[Quoted passage — start]
Tuesday, February 14, 2006

British Racism at work again -- Soldier rejected as police trainee because he was white

A hero soldier who served in Iraq and Bosnia has been rejected by his local police force because he is a white male. Mark Gough, 25, had wanted to be a cop since his teens but joined the Army for "life experience" first. He served six years with the 3rd Regiment Royal Horse Artillery and his unit was among the first into Iraq in the 2003 toppling of Saddam. The dad of one did six months in Basra before leaving the Army and applying to the police.

He passed a preliminary course with flying colours and was described by some serving officers as a "perfect candidate". But Mark's application to the Gloucestershire force was turned down. And his shock turned to anger when he learned he was one of 109 white male hopefuls rejected, while minority groups and women had sailed through.

Every black, Asian and female applicant was invited to interview, but two-thirds of the white males were rejected.

Mark, who lives with wife Amanda, 29, in Quedgely, said: "I'm surprised I've been judged on the fact I'm a white male. "I can only assume I was one of the 109 because we aren't women or part of a minority group." The force had 301 applications for 192 vacancies. All 109 rejected were white males, leaving 63 to go through, along with all 129 female and ethnic minority applicants.
[Quoted passage — finish]
[Exercise data — start]
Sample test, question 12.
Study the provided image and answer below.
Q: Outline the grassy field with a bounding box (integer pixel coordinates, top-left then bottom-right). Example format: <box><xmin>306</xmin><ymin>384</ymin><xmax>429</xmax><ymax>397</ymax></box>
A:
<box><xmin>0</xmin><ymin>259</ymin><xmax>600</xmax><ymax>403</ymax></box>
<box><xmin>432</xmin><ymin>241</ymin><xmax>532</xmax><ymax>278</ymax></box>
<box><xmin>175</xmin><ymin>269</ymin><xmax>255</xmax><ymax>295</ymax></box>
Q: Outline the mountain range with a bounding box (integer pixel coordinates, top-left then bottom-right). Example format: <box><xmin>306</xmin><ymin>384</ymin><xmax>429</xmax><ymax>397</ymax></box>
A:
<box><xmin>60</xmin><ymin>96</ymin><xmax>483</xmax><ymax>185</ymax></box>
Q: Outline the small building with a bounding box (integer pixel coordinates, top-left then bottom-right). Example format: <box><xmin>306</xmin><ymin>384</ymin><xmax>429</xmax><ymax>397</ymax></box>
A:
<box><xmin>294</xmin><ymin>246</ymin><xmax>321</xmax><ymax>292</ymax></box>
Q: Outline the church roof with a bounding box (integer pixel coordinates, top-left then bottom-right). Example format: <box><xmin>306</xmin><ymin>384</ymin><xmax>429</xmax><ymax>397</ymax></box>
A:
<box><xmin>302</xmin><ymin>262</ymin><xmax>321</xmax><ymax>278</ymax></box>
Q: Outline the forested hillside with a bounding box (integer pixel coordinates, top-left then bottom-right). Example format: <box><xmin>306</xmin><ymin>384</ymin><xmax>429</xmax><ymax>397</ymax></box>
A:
[Exercise data — finish]
• _Work task 1_
Return the passage of the police application article starting at "Tuesday, February 14, 2006" and ending at "to the police.".
• _Work task 2_
According to the police application article, how many applications did the force receive, and for how many vacancies?
Rely only on the police application article for this.

• _Reply 1_
Tuesday, February 14, 2006

British Racism at work again -- Soldier rejected as police trainee because he was white

A hero soldier who served in Iraq and Bosnia has been rejected by his local police force because he is a white male. Mark Gough, 25, had wanted to be a cop since his teens but joined the Army for "life experience" first. He served six years with the 3rd Regiment Royal Horse Artillery and his unit was among the first into Iraq in the 2003 toppling of Saddam. The dad of one did six months in Basra before leaving the Army and applying to the police.

• _Reply 2_
301 applications for 192 vacancies.